By Jonathan W M Siah, on 17 July 2019

On the 19th of June I attended the SLA Conference organised by M25 Libraries at The Museum of London. The theme was the increasingly hot topic of ‘wellbeing’ and the first session began with a triage of presenters from Middlesex University. They talked us through some initiatives designed to have a positive impact on staff and student wellbeing in response to recent surveys. Then they honed in on discussing the importance of saying “no!” to things; detailing how it’s ok to disappoint if you really can’t manage what is being asked of you, and that this is quite different from letting someone down, so you shouldn’t feel that you are. This opening session ended with the ‘button exercise.’ Essentially, they put lots of buttons in the middle of each table, and we had to try and represent our working relationships (organisation, colleagues, students etc.) with the buttons. My cryptic offering is pictured below.

We then had a tour of the library, in which the librarian told us about their impending move to a new site, which will be in one of the long-abandoned halves of Smithfield Market. Apparently it’s all proving quite a challenge as the Thames Link goes directly underneath; but plans are in motion for there to be a viewing area inside the museum, so you’ll be able to see living pieces of history whizz by on their way to the boardrooms of the City, coffee cups and newspapers in hand, faces pressed against the windows.

+---+

PROBLEM: Please continue the account above of the wellbeing conference at the Museum of London, starting right after the part about the library tour.

+---+

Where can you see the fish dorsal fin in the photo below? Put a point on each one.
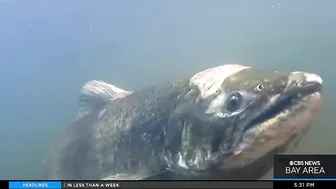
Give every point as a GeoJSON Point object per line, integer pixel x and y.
{"type": "Point", "coordinates": [96, 94]}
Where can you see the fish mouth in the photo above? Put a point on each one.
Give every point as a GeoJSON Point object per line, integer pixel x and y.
{"type": "Point", "coordinates": [285, 101]}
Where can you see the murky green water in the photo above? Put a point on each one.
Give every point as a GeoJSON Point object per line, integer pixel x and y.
{"type": "Point", "coordinates": [48, 49]}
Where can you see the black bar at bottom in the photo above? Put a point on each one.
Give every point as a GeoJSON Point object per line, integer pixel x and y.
{"type": "Point", "coordinates": [303, 184]}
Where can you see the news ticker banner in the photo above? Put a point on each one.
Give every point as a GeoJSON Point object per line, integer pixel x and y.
{"type": "Point", "coordinates": [304, 171]}
{"type": "Point", "coordinates": [140, 184]}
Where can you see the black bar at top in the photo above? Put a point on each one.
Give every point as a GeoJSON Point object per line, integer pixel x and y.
{"type": "Point", "coordinates": [4, 184]}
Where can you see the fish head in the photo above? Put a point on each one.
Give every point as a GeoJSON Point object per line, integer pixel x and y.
{"type": "Point", "coordinates": [241, 114]}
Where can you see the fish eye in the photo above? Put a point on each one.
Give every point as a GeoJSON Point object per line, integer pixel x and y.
{"type": "Point", "coordinates": [233, 102]}
{"type": "Point", "coordinates": [261, 86]}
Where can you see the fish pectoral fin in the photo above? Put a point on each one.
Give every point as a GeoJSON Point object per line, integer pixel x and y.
{"type": "Point", "coordinates": [96, 94]}
{"type": "Point", "coordinates": [164, 174]}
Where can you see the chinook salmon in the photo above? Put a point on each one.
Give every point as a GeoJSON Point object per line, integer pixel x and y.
{"type": "Point", "coordinates": [224, 122]}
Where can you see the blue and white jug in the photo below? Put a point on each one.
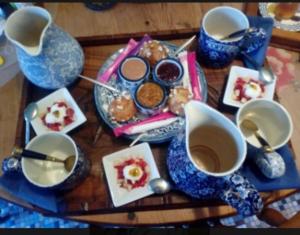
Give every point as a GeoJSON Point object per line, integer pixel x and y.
{"type": "Point", "coordinates": [48, 56]}
{"type": "Point", "coordinates": [203, 161]}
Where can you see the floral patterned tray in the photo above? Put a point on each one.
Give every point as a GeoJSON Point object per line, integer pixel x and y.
{"type": "Point", "coordinates": [103, 97]}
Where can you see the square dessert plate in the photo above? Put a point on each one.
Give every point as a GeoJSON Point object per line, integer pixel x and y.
{"type": "Point", "coordinates": [119, 195]}
{"type": "Point", "coordinates": [235, 73]}
{"type": "Point", "coordinates": [60, 95]}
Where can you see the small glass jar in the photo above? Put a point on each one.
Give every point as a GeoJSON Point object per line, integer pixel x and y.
{"type": "Point", "coordinates": [168, 72]}
{"type": "Point", "coordinates": [133, 71]}
{"type": "Point", "coordinates": [150, 98]}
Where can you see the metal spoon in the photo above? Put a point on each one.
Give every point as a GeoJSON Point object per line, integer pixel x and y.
{"type": "Point", "coordinates": [183, 46]}
{"type": "Point", "coordinates": [30, 112]}
{"type": "Point", "coordinates": [159, 186]}
{"type": "Point", "coordinates": [250, 125]}
{"type": "Point", "coordinates": [237, 33]}
{"type": "Point", "coordinates": [68, 162]}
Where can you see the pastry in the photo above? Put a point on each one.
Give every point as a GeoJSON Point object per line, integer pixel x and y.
{"type": "Point", "coordinates": [153, 51]}
{"type": "Point", "coordinates": [178, 97]}
{"type": "Point", "coordinates": [122, 109]}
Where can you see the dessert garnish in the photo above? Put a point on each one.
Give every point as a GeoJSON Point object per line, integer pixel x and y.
{"type": "Point", "coordinates": [247, 88]}
{"type": "Point", "coordinates": [150, 94]}
{"type": "Point", "coordinates": [132, 173]}
{"type": "Point", "coordinates": [58, 116]}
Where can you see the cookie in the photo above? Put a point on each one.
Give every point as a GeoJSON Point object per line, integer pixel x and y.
{"type": "Point", "coordinates": [122, 109]}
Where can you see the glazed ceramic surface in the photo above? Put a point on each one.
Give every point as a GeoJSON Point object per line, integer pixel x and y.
{"type": "Point", "coordinates": [234, 189]}
{"type": "Point", "coordinates": [288, 25]}
{"type": "Point", "coordinates": [103, 98]}
{"type": "Point", "coordinates": [49, 57]}
{"type": "Point", "coordinates": [222, 21]}
{"type": "Point", "coordinates": [200, 181]}
{"type": "Point", "coordinates": [52, 175]}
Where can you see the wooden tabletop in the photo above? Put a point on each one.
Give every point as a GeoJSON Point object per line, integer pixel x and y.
{"type": "Point", "coordinates": [10, 100]}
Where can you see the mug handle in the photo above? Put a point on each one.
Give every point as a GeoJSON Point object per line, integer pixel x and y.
{"type": "Point", "coordinates": [241, 195]}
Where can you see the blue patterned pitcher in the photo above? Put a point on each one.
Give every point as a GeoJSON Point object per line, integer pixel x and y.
{"type": "Point", "coordinates": [49, 57]}
{"type": "Point", "coordinates": [203, 161]}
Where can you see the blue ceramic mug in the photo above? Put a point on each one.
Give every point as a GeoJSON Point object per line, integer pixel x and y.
{"type": "Point", "coordinates": [203, 161]}
{"type": "Point", "coordinates": [217, 23]}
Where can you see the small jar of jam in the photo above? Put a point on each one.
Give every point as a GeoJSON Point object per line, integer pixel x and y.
{"type": "Point", "coordinates": [132, 71]}
{"type": "Point", "coordinates": [168, 72]}
{"type": "Point", "coordinates": [150, 98]}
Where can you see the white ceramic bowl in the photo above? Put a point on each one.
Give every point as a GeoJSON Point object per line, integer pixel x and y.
{"type": "Point", "coordinates": [46, 174]}
{"type": "Point", "coordinates": [273, 121]}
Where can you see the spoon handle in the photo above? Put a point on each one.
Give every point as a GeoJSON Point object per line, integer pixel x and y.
{"type": "Point", "coordinates": [35, 155]}
{"type": "Point", "coordinates": [263, 142]}
{"type": "Point", "coordinates": [27, 132]}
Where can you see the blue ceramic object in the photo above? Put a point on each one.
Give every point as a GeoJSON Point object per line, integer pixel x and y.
{"type": "Point", "coordinates": [49, 57]}
{"type": "Point", "coordinates": [168, 83]}
{"type": "Point", "coordinates": [234, 189]}
{"type": "Point", "coordinates": [154, 110]}
{"type": "Point", "coordinates": [104, 97]}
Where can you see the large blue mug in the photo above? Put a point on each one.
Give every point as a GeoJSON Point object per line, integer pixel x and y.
{"type": "Point", "coordinates": [217, 23]}
{"type": "Point", "coordinates": [203, 162]}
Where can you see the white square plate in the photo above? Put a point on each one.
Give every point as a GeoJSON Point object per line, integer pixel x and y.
{"type": "Point", "coordinates": [121, 196]}
{"type": "Point", "coordinates": [236, 72]}
{"type": "Point", "coordinates": [60, 95]}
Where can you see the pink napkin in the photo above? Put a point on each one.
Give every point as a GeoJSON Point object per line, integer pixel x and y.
{"type": "Point", "coordinates": [129, 128]}
{"type": "Point", "coordinates": [132, 48]}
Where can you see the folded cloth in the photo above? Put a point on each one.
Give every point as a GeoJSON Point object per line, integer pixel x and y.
{"type": "Point", "coordinates": [259, 54]}
{"type": "Point", "coordinates": [18, 186]}
{"type": "Point", "coordinates": [290, 179]}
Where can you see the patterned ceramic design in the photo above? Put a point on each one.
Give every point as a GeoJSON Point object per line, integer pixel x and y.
{"type": "Point", "coordinates": [234, 189]}
{"type": "Point", "coordinates": [270, 164]}
{"type": "Point", "coordinates": [59, 63]}
{"type": "Point", "coordinates": [288, 25]}
{"type": "Point", "coordinates": [103, 97]}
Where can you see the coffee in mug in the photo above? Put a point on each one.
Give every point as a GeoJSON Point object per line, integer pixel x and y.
{"type": "Point", "coordinates": [213, 148]}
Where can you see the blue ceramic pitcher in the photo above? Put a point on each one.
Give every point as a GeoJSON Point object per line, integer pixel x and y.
{"type": "Point", "coordinates": [203, 161]}
{"type": "Point", "coordinates": [49, 57]}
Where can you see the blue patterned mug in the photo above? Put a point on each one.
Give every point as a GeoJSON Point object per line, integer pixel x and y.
{"type": "Point", "coordinates": [203, 161]}
{"type": "Point", "coordinates": [217, 23]}
{"type": "Point", "coordinates": [48, 56]}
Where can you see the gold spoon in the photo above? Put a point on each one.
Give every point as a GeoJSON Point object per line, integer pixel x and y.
{"type": "Point", "coordinates": [68, 162]}
{"type": "Point", "coordinates": [250, 125]}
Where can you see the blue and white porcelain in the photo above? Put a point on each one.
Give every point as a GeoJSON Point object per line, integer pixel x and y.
{"type": "Point", "coordinates": [271, 164]}
{"type": "Point", "coordinates": [104, 97]}
{"type": "Point", "coordinates": [153, 110]}
{"type": "Point", "coordinates": [217, 23]}
{"type": "Point", "coordinates": [53, 175]}
{"type": "Point", "coordinates": [130, 84]}
{"type": "Point", "coordinates": [48, 56]}
{"type": "Point", "coordinates": [197, 181]}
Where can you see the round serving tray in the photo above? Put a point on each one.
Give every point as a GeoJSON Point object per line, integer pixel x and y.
{"type": "Point", "coordinates": [103, 98]}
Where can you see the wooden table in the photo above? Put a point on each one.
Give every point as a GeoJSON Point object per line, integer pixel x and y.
{"type": "Point", "coordinates": [95, 55]}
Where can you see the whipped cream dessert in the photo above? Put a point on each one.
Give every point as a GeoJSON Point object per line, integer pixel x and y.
{"type": "Point", "coordinates": [247, 88]}
{"type": "Point", "coordinates": [58, 116]}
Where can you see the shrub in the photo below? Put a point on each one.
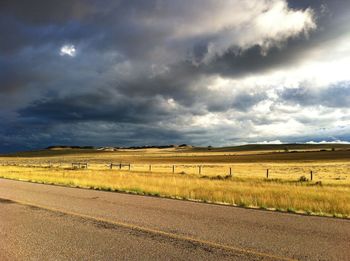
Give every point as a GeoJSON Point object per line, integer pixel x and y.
{"type": "Point", "coordinates": [303, 179]}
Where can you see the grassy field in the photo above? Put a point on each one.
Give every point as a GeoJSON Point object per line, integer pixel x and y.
{"type": "Point", "coordinates": [203, 175]}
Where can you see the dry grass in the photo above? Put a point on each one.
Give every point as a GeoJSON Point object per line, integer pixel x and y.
{"type": "Point", "coordinates": [249, 188]}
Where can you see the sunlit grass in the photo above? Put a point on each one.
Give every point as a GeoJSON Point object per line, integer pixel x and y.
{"type": "Point", "coordinates": [327, 198]}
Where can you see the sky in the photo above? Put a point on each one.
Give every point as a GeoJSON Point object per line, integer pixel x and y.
{"type": "Point", "coordinates": [156, 72]}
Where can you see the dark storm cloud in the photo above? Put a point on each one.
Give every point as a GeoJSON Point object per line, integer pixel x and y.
{"type": "Point", "coordinates": [333, 96]}
{"type": "Point", "coordinates": [136, 73]}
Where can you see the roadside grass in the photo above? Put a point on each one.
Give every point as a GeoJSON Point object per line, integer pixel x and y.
{"type": "Point", "coordinates": [289, 195]}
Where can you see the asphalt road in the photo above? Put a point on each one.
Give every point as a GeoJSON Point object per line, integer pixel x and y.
{"type": "Point", "coordinates": [43, 222]}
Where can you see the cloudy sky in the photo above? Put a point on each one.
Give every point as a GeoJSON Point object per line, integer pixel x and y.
{"type": "Point", "coordinates": [203, 72]}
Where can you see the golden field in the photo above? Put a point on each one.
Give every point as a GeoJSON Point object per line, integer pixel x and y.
{"type": "Point", "coordinates": [203, 175]}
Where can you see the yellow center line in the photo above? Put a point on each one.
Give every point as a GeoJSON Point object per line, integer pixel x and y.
{"type": "Point", "coordinates": [155, 231]}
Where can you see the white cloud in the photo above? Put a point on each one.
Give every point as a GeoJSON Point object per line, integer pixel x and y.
{"type": "Point", "coordinates": [68, 50]}
{"type": "Point", "coordinates": [223, 24]}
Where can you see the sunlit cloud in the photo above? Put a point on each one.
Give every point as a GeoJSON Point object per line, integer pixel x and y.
{"type": "Point", "coordinates": [68, 50]}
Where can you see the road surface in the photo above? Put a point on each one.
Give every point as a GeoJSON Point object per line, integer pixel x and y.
{"type": "Point", "coordinates": [44, 222]}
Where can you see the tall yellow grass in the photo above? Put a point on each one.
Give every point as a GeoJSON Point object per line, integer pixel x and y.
{"type": "Point", "coordinates": [328, 198]}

+---+

WRITTEN ANSWER:
The librarian then showed us some gems from their collection, including a book supposedly owned by Elizabeth I.

After a generous lunch spread we had some free time to explore the museum, although I didn’t get much beyond the Jurassic period before having to come back for the afternoon sessions. During which, I presented on the topic of ‘wellbeing and walking’, describing the various escapades I’ve been lucky enough to lead over the years and the self-guided walking maps we made at LaSS for the students this year, to encourage them to take a break during exams. I then wandered into talking about the idea of walking and getting lost, or meandering about, in order to break the rhythm of always walking from A to B and how this can be good for one’s mental health. It was a generous crowd and I recommend taking the opportunity to present at a CPD25 event if you get the chance.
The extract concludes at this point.